TASK MATERIAL:
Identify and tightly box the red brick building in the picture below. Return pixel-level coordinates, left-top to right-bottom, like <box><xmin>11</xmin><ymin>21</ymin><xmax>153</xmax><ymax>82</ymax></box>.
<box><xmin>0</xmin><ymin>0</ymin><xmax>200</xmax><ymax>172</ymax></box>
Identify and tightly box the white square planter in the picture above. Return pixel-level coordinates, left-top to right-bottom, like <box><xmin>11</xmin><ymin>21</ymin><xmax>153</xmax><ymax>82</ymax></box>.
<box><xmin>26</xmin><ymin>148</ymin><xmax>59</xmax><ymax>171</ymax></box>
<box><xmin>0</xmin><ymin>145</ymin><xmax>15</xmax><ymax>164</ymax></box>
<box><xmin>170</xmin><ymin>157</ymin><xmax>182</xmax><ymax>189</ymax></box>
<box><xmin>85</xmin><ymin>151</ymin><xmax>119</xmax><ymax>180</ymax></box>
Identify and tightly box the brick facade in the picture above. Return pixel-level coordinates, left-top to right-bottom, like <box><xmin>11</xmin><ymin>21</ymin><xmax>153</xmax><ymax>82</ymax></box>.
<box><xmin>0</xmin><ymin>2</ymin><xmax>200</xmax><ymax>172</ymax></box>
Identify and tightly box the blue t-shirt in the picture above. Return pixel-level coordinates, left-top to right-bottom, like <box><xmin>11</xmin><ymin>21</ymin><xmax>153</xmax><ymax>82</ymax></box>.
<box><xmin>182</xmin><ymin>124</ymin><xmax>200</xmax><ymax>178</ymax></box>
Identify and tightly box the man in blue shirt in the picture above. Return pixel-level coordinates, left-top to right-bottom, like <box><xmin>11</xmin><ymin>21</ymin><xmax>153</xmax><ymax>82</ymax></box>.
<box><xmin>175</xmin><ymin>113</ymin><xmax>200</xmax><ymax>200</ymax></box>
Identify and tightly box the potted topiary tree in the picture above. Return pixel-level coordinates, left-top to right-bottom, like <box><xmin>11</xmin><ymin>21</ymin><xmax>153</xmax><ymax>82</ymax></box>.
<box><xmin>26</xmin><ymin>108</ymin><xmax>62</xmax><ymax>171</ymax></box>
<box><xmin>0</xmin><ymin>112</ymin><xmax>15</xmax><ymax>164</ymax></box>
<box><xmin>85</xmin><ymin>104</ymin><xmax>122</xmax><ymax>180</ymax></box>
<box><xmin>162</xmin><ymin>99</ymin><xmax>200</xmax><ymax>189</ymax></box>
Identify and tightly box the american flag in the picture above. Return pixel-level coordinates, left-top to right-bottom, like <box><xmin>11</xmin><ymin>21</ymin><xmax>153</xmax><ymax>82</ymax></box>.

TO DO: Copy out the data above with every instance of "pixel-level coordinates" replaced by "integer pixel coordinates" and nothing else altered.

FINISHED TASK:
Identify and tightly box the red brick building in the picture below. Return integer pixel coordinates, left-top to right-bottom, like <box><xmin>11</xmin><ymin>21</ymin><xmax>153</xmax><ymax>82</ymax></box>.
<box><xmin>0</xmin><ymin>0</ymin><xmax>200</xmax><ymax>172</ymax></box>
Identify and tightly box the white square planter in the picture above. Return integer pixel coordinates, left-top to right-bottom, like <box><xmin>11</xmin><ymin>21</ymin><xmax>153</xmax><ymax>82</ymax></box>.
<box><xmin>26</xmin><ymin>148</ymin><xmax>59</xmax><ymax>171</ymax></box>
<box><xmin>0</xmin><ymin>145</ymin><xmax>15</xmax><ymax>164</ymax></box>
<box><xmin>170</xmin><ymin>157</ymin><xmax>182</xmax><ymax>189</ymax></box>
<box><xmin>85</xmin><ymin>151</ymin><xmax>119</xmax><ymax>180</ymax></box>
Identify and tightly box the brick facade in the picture above. Return integer pixel coordinates, left-top to right-bottom, like <box><xmin>11</xmin><ymin>21</ymin><xmax>153</xmax><ymax>82</ymax></box>.
<box><xmin>0</xmin><ymin>2</ymin><xmax>200</xmax><ymax>172</ymax></box>
Identify and tightly box the blue t-shirt in the picture above. Return integer pixel coordinates, left-top to right-bottom, like <box><xmin>11</xmin><ymin>21</ymin><xmax>153</xmax><ymax>82</ymax></box>.
<box><xmin>182</xmin><ymin>124</ymin><xmax>200</xmax><ymax>178</ymax></box>
Identify and tightly box the man in blue shirt in the picture above. Return integer pixel coordinates, left-top to right-bottom, like <box><xmin>11</xmin><ymin>21</ymin><xmax>153</xmax><ymax>82</ymax></box>.
<box><xmin>175</xmin><ymin>113</ymin><xmax>200</xmax><ymax>200</ymax></box>
Identify and tightly box the potted topiary tree in the picture above. Return integer pixel coordinates, left-top to right-bottom, like <box><xmin>11</xmin><ymin>21</ymin><xmax>153</xmax><ymax>82</ymax></box>.
<box><xmin>26</xmin><ymin>108</ymin><xmax>62</xmax><ymax>171</ymax></box>
<box><xmin>0</xmin><ymin>112</ymin><xmax>15</xmax><ymax>164</ymax></box>
<box><xmin>85</xmin><ymin>104</ymin><xmax>122</xmax><ymax>180</ymax></box>
<box><xmin>162</xmin><ymin>99</ymin><xmax>200</xmax><ymax>189</ymax></box>
Identify and tightly box the american flag in the picture above. Return integer pixel coordinates, left-top to right-bottom, like <box><xmin>11</xmin><ymin>21</ymin><xmax>153</xmax><ymax>82</ymax></box>.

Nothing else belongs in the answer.